§ **実施作業**
下記の行すべてについて、「Target」を「Object」に置き換え、それ以外は変更せずに書き直してください。画像は出力から除外すること。

§ **作業データ**
____________

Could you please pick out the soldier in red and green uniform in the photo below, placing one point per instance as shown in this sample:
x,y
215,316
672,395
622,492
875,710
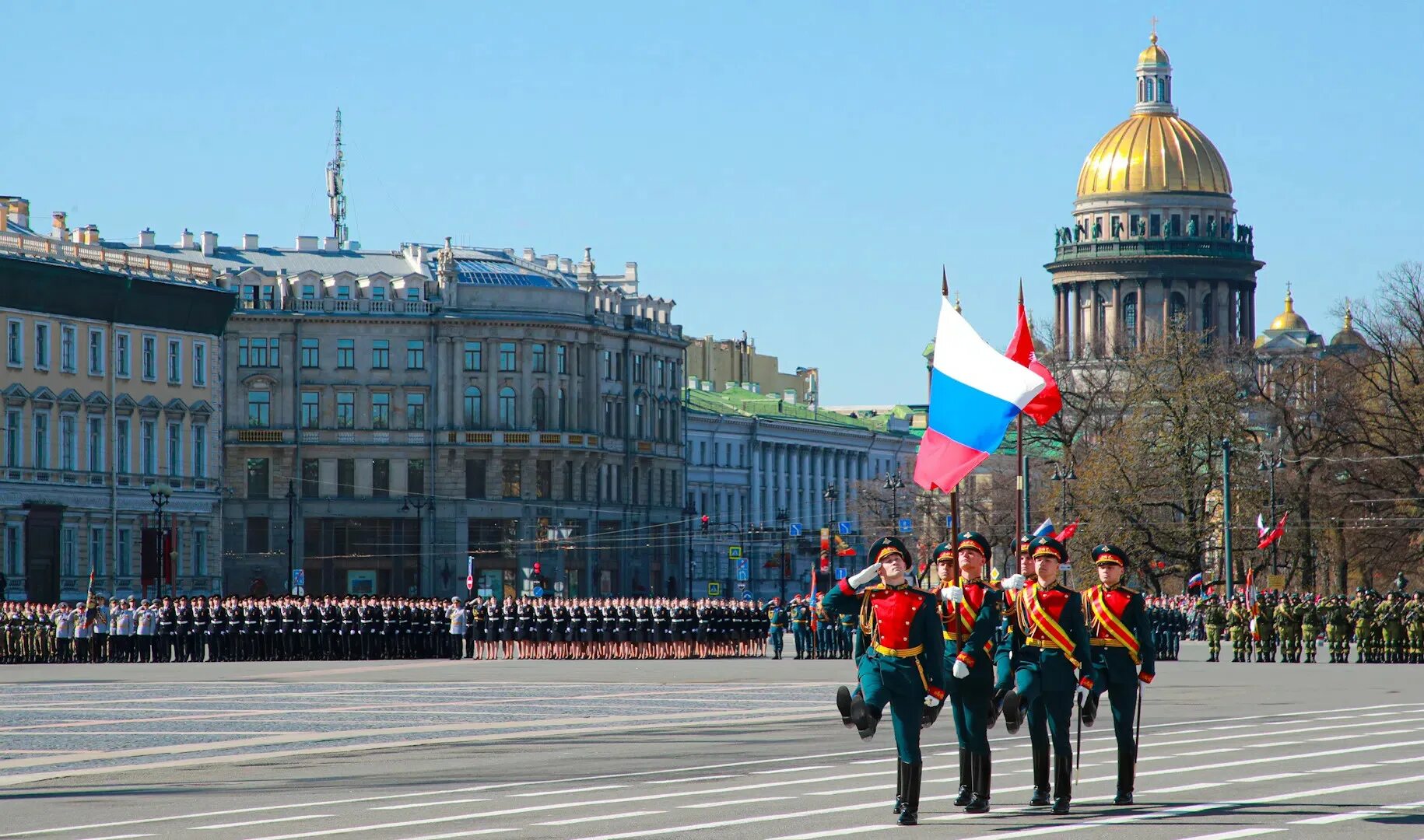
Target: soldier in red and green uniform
x,y
1124,656
1053,667
903,665
970,608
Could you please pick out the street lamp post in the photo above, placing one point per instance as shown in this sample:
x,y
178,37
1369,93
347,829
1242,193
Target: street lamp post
x,y
291,523
422,504
161,493
1272,464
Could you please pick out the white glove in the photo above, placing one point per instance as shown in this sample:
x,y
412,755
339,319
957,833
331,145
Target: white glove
x,y
865,576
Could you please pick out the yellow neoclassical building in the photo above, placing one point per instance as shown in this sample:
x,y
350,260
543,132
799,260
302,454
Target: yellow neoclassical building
x,y
110,382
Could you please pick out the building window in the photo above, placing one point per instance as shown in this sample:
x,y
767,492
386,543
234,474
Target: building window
x,y
310,352
121,355
310,478
149,447
12,439
174,361
15,342
150,358
259,409
67,349
96,352
473,408
345,409
97,550
41,346
258,478
381,478
543,478
67,442
415,411
509,415
510,480
94,449
475,473
200,450
200,363
310,409
176,449
121,446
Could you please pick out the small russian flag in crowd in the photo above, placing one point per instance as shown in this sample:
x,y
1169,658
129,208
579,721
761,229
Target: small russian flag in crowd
x,y
974,394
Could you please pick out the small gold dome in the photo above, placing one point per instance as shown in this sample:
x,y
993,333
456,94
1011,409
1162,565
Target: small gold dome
x,y
1289,319
1154,152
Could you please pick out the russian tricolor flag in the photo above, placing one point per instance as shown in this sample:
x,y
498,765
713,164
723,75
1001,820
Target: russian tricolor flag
x,y
974,394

____________

§ **完了作業**
Could you please pick out the soldier in red and green uniform in the photo below, placing one point per instance as shown in this sample:
x,y
215,316
672,395
622,492
875,710
Object: soldier in red and green uniform
x,y
1124,656
1053,667
903,665
970,608
Could you please pick out the street lamp post in the photo above, placing one point per instance as shown in this sample:
x,y
178,37
1369,93
347,829
1242,193
Object: street lamp post
x,y
291,523
422,504
161,493
1272,464
Could you please pick out the white glove in the photo above, placing one point per instance as shown in this sample:
x,y
412,755
339,319
957,833
331,145
Object: white glove
x,y
865,576
Could you please pick out the yellow neoclassical building in the photo above, placing one point per instance as shown in this sample:
x,y
350,260
543,132
799,260
302,454
Object: yellow neoclassical building
x,y
110,382
Could you please pick out the building window in the photo above, placing one point per instance as shown in this sample:
x,y
767,492
386,543
234,474
Object: building window
x,y
310,352
121,355
310,478
149,447
12,439
174,361
15,342
150,358
259,409
67,349
96,352
473,408
345,409
97,550
41,346
258,478
381,478
543,478
67,442
415,411
509,415
510,480
94,449
475,473
200,450
200,363
310,409
176,449
121,446
Could you please pick out the small russian flag in crowd in the photo above, placing one point per instance as shown in this sample:
x,y
1169,658
129,208
579,721
761,229
Object: small russian flag in crowd
x,y
974,394
Could you please pick out the small gold dome in the photo above, placing one point per instance as shown in this sample:
x,y
993,333
456,94
1011,409
1162,565
Object: small gold dome
x,y
1289,319
1154,152
Could you please pick out the russian tricolor flag in the photo above, placing one point per instance as shown in this sample:
x,y
498,765
713,164
723,75
1001,820
Object: russian tricolor flag
x,y
974,394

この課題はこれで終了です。